— TASK —
Scanning the entries below, copy every line that contains the word "trunk".

[Opening INFORMATION GIVEN section]

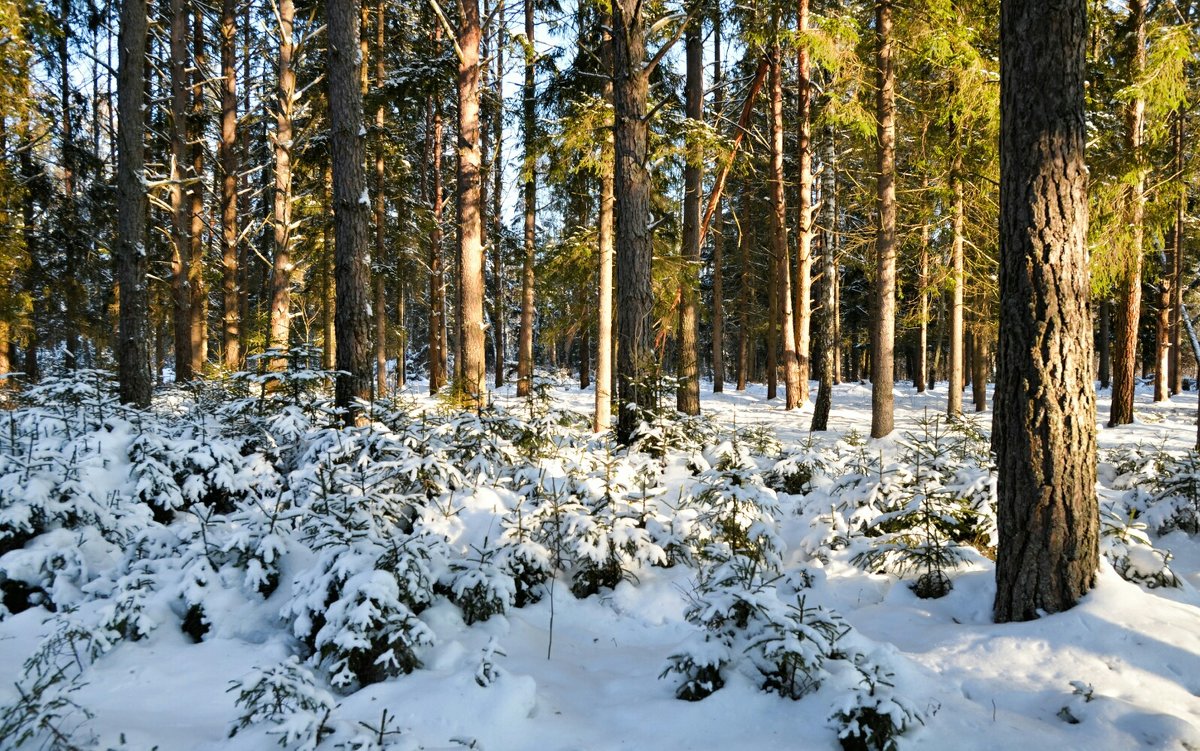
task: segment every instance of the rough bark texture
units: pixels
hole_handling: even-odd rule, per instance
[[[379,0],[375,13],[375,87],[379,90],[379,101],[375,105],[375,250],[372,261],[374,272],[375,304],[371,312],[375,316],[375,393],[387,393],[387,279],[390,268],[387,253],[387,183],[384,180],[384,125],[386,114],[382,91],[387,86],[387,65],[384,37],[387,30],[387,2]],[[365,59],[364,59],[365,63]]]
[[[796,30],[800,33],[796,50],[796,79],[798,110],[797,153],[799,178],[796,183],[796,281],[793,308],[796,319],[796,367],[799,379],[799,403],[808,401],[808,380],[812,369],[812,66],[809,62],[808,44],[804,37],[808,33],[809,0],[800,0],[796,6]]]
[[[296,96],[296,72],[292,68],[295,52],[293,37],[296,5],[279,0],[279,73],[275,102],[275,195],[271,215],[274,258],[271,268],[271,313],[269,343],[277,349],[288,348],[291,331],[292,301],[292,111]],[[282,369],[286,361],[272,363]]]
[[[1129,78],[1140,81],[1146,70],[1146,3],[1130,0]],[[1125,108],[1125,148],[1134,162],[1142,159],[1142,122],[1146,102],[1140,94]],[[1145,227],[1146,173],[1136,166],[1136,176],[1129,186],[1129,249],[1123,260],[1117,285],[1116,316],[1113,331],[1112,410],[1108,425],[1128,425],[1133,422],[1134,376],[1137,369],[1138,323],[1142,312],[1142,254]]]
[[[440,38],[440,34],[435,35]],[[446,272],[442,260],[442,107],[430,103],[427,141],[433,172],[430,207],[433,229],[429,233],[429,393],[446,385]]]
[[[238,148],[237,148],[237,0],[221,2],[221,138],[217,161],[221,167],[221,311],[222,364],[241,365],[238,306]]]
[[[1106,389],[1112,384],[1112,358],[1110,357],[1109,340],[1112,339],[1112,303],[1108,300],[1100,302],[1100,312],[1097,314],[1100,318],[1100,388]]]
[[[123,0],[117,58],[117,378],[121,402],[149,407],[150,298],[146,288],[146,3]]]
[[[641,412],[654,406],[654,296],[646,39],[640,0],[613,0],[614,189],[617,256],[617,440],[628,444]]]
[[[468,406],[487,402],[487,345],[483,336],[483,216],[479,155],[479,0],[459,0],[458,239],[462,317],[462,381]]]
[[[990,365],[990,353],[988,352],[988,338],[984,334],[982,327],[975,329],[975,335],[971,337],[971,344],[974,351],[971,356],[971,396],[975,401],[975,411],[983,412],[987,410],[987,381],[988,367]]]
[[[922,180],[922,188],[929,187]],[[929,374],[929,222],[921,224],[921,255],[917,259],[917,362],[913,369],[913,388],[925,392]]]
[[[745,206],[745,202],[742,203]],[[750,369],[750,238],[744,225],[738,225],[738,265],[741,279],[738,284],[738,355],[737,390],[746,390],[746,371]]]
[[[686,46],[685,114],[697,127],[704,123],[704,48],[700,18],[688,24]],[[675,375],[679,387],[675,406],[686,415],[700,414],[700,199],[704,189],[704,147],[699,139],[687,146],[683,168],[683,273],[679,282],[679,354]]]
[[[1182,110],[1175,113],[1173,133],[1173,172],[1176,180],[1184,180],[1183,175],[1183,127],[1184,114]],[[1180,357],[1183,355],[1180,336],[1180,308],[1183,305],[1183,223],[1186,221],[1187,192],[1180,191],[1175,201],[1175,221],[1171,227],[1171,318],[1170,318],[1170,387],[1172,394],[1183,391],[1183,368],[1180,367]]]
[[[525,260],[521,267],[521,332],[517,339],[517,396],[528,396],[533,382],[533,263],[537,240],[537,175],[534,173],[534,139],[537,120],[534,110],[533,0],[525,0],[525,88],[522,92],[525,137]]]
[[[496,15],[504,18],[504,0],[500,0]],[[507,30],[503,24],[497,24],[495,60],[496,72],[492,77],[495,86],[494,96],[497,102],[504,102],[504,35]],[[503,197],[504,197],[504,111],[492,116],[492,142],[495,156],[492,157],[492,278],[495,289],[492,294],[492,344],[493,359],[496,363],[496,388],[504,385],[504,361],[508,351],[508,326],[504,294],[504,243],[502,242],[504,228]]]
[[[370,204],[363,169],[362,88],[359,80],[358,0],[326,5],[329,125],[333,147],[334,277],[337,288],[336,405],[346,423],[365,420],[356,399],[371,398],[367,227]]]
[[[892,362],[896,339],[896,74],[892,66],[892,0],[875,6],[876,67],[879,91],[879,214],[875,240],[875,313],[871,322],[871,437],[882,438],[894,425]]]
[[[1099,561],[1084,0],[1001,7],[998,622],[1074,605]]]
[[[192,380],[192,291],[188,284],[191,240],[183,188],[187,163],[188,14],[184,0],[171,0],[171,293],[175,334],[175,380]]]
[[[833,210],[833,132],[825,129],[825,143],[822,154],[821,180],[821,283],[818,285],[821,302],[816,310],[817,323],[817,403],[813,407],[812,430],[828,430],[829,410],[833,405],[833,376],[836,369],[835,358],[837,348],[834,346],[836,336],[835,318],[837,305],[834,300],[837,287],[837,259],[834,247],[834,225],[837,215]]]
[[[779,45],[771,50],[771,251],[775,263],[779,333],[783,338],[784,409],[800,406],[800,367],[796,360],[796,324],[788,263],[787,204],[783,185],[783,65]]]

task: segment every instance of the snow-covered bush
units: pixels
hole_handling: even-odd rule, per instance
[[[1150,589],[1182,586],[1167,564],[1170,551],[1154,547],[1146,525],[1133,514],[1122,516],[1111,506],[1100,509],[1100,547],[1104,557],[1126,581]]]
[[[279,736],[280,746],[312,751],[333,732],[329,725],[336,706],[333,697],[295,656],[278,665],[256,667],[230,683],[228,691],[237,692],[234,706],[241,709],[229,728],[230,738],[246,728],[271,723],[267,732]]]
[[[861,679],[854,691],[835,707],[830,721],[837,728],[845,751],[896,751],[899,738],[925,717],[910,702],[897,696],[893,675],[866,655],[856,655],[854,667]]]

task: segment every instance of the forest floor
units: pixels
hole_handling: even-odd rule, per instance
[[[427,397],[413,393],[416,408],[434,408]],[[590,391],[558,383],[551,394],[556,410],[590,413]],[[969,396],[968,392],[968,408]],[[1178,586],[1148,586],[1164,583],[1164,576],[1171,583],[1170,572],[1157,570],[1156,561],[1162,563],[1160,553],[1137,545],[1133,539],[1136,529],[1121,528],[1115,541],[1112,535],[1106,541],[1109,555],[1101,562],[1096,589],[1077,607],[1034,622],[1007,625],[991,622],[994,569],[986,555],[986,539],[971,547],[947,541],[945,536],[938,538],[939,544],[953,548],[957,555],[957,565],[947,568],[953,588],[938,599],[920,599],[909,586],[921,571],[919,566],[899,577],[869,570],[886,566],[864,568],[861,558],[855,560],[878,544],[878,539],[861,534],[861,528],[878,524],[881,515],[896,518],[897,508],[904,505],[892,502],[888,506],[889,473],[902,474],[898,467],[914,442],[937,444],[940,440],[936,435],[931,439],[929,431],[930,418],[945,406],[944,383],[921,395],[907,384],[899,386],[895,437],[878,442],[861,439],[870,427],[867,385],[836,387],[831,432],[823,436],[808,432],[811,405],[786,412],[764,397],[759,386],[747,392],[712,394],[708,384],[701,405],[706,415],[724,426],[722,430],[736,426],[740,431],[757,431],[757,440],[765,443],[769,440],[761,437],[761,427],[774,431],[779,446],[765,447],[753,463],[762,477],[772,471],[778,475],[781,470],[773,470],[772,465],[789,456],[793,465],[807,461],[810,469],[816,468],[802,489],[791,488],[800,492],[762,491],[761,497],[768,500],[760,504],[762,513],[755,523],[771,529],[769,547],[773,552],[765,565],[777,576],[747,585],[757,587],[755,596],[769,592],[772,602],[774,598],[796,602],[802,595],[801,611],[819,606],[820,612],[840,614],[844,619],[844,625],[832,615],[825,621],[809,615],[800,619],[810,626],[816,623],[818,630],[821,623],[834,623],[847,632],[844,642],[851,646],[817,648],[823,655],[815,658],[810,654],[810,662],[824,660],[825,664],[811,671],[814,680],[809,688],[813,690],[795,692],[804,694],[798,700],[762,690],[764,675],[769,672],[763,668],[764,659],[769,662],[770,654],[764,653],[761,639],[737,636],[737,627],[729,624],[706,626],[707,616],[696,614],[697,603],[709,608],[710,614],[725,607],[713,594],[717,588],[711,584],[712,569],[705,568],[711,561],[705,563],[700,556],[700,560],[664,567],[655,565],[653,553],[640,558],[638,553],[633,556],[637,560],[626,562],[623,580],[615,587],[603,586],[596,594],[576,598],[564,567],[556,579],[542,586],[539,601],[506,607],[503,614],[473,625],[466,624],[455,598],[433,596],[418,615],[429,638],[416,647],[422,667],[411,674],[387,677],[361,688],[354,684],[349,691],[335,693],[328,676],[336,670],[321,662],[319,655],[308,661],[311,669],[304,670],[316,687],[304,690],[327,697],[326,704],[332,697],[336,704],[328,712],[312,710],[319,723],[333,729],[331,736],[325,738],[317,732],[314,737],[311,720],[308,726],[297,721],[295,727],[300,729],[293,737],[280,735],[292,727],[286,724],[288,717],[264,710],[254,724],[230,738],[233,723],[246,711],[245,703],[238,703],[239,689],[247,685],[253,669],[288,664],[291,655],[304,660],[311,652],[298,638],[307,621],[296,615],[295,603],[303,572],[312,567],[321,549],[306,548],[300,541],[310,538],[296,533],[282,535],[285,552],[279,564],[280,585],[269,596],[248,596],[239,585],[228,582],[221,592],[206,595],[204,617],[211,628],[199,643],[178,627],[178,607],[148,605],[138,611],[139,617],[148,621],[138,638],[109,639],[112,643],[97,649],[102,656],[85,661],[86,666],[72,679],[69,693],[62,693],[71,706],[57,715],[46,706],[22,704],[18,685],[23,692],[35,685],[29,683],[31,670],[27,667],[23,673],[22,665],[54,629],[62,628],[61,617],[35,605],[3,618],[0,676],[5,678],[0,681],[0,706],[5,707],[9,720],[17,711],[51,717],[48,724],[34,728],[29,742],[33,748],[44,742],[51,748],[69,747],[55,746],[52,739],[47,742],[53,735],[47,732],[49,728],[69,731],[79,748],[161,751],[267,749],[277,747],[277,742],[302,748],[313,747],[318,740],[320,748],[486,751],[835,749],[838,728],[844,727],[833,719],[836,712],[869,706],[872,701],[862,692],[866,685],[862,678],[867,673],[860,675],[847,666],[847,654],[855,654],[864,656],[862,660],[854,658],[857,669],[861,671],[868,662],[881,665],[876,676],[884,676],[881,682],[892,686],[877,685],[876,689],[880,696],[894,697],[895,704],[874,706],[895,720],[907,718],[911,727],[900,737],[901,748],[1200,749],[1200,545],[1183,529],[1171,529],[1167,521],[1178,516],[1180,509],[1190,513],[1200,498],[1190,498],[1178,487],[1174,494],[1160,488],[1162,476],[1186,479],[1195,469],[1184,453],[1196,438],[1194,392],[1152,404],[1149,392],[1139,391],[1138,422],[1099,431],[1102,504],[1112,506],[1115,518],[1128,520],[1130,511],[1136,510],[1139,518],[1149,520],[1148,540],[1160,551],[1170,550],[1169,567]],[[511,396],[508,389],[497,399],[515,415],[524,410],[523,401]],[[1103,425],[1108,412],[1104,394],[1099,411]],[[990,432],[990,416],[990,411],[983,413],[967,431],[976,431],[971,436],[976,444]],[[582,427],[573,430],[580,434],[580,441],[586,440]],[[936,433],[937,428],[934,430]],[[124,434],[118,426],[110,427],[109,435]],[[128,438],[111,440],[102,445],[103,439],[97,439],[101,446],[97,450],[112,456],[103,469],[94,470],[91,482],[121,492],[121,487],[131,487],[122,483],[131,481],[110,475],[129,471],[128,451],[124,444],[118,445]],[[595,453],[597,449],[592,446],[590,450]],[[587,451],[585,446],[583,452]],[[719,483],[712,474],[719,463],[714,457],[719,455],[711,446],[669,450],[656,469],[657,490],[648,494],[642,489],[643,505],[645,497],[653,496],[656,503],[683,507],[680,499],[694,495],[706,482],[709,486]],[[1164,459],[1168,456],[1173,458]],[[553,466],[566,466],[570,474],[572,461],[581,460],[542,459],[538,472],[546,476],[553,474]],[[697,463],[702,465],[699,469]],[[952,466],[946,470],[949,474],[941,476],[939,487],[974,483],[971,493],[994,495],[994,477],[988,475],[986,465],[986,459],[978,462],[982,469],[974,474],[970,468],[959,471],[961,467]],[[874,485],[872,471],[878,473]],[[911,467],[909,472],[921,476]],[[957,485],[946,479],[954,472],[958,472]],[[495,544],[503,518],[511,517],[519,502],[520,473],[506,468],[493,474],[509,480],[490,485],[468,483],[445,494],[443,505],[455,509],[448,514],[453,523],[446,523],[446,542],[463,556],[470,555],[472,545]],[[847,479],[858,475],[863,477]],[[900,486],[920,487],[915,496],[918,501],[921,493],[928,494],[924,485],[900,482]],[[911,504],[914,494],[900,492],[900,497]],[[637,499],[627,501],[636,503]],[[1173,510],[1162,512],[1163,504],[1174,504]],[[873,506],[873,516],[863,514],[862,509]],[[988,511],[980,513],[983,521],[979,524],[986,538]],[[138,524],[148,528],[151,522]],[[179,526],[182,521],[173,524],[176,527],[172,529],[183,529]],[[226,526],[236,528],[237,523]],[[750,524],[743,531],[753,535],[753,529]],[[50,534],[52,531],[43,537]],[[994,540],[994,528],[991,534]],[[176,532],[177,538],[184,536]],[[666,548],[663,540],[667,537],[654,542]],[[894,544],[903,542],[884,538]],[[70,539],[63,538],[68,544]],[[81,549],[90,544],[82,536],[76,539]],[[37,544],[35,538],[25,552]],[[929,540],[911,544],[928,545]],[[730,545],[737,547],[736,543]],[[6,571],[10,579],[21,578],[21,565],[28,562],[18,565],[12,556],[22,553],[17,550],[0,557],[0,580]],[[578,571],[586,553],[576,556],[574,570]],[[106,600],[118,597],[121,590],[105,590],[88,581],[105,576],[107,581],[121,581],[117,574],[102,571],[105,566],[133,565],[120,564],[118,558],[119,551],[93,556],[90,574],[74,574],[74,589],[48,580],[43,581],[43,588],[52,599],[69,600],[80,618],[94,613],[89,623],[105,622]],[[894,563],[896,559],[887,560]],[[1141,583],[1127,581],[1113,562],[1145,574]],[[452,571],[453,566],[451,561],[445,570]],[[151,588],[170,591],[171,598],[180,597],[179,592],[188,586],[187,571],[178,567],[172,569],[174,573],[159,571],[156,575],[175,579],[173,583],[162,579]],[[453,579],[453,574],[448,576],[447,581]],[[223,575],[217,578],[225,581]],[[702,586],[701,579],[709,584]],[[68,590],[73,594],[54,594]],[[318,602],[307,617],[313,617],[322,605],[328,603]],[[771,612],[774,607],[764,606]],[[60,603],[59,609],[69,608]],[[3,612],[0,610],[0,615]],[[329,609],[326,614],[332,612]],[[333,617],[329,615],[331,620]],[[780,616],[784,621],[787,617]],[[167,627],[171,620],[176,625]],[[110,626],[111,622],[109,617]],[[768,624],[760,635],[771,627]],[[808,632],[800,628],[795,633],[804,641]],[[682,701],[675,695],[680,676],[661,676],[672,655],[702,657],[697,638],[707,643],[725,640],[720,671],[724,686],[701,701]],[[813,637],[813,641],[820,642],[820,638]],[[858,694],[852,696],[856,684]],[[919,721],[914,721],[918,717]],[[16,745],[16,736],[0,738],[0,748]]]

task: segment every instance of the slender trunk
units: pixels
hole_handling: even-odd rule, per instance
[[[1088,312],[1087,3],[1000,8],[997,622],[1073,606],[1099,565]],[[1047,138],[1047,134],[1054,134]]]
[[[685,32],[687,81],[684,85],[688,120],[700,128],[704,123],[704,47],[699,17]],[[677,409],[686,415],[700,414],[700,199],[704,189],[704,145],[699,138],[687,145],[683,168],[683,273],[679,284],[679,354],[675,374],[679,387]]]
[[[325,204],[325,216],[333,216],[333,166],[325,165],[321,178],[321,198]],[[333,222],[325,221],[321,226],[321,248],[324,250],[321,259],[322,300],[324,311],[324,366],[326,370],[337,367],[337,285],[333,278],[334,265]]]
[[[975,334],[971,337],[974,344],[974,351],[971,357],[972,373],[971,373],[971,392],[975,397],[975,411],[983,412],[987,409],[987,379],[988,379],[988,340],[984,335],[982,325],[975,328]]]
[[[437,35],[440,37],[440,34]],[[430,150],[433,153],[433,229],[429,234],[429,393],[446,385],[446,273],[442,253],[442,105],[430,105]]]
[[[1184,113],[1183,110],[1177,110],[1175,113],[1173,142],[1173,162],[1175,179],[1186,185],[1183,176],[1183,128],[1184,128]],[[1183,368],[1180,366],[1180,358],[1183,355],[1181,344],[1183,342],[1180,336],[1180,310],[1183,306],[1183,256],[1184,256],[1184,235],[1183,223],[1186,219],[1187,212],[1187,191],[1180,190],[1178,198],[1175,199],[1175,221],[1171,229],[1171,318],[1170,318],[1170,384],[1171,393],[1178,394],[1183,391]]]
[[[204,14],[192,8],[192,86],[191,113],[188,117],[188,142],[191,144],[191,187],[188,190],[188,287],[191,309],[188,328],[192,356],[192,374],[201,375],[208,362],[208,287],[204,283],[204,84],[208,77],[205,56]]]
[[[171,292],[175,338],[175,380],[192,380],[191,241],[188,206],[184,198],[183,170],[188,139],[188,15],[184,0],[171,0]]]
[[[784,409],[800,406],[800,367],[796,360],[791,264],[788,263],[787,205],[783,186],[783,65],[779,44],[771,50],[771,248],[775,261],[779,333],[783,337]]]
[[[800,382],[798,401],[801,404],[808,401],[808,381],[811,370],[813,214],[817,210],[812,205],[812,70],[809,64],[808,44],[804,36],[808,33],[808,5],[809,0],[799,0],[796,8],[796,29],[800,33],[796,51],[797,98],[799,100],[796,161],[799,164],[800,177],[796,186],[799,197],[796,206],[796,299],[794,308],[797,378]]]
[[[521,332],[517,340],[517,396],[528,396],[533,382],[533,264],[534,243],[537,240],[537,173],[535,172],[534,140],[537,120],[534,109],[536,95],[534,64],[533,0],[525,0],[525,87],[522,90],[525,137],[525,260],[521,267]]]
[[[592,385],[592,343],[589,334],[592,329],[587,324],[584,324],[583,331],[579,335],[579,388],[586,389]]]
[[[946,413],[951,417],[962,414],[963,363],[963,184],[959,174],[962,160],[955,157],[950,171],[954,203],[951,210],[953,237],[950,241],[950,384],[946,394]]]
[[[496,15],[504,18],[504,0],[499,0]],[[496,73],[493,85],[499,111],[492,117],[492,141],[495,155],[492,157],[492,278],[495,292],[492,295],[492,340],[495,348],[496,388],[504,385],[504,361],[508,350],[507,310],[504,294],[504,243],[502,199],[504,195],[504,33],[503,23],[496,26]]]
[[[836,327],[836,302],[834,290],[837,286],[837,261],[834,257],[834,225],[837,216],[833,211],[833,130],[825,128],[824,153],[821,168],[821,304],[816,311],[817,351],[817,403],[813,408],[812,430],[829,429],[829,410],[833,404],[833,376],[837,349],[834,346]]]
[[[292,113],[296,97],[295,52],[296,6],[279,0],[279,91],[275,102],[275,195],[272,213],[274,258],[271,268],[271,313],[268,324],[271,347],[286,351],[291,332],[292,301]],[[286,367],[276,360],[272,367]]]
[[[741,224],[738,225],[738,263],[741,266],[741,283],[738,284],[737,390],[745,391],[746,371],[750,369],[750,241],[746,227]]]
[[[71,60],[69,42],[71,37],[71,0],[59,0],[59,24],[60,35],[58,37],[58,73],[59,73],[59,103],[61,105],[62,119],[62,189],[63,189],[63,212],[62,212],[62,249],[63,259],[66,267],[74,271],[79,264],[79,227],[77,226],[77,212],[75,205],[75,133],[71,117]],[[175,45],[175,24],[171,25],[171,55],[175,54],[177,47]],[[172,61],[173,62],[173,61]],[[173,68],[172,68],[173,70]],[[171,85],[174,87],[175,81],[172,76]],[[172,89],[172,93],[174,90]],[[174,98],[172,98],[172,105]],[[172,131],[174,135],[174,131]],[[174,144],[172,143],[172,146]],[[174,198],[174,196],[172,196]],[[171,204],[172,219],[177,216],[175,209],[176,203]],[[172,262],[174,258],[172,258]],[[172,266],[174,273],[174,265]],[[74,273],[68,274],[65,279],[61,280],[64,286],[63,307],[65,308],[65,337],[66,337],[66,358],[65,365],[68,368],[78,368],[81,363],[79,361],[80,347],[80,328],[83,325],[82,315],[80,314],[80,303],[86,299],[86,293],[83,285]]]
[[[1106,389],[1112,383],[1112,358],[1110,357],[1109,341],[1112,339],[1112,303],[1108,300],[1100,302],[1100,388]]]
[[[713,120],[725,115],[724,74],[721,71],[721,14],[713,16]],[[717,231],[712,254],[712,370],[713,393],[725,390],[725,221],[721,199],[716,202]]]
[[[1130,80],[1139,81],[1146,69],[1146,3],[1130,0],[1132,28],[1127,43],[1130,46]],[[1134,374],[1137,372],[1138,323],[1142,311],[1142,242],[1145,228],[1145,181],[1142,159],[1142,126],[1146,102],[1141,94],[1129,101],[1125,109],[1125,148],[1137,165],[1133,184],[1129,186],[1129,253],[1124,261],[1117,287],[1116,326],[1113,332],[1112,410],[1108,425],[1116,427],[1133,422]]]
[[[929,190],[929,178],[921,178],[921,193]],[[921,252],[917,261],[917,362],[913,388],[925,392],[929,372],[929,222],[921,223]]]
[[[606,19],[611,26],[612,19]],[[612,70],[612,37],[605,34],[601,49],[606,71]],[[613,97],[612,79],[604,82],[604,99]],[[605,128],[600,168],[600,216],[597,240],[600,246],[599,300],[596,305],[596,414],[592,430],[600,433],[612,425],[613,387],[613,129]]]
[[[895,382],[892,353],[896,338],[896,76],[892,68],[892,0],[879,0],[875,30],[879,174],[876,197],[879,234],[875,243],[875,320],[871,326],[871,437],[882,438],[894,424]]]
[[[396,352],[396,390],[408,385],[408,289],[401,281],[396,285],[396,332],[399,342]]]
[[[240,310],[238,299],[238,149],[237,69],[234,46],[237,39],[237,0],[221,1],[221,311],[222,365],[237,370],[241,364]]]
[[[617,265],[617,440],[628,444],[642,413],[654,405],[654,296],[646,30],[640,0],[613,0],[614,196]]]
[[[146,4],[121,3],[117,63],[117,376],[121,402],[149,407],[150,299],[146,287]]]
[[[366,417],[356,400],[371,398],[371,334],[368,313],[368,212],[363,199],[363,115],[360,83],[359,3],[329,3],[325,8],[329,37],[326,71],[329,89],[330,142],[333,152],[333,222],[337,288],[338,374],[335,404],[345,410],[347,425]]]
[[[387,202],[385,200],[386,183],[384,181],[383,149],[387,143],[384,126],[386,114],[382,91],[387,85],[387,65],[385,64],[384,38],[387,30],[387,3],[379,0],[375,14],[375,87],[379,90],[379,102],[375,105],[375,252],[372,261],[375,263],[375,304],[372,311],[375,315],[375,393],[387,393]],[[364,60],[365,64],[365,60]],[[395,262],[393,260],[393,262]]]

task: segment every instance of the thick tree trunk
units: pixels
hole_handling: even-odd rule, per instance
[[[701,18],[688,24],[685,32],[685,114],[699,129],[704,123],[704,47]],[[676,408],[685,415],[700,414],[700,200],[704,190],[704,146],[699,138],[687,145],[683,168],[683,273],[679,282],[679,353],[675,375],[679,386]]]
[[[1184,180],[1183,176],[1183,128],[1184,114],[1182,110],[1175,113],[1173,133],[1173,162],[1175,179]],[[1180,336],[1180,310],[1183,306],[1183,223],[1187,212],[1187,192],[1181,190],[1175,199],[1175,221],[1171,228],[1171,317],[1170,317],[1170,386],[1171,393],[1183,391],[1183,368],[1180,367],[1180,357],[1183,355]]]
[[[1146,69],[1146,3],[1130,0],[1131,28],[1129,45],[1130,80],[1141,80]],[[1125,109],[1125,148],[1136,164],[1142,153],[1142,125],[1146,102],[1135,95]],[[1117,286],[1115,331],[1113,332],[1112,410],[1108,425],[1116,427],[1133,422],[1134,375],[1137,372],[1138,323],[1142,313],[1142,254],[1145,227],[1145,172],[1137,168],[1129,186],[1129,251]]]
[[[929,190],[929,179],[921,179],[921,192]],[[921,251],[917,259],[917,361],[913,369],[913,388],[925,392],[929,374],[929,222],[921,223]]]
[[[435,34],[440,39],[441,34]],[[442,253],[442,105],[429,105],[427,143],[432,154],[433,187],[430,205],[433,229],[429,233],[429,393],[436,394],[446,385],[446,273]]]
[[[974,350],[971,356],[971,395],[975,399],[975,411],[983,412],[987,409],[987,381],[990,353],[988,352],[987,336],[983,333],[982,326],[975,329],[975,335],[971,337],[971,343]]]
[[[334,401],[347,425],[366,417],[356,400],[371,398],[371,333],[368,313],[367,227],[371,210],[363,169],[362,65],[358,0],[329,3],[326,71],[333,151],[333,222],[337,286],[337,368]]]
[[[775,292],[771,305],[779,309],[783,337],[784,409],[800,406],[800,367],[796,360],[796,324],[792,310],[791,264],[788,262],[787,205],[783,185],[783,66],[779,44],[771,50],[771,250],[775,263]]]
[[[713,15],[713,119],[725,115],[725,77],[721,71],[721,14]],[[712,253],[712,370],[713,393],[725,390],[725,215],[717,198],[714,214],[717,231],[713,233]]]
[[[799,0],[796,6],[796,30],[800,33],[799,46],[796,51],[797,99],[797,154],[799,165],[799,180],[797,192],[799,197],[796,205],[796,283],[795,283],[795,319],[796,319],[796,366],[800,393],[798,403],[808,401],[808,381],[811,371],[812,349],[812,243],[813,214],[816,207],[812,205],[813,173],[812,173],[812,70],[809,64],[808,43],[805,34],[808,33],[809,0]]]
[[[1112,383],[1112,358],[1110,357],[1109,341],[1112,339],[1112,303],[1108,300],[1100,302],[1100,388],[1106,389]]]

[Closing INFORMATION GIVEN section]

— ANSWER SECTION —
task: segment every instance of the slender trunk
task: segment every instance of the thick tree trunk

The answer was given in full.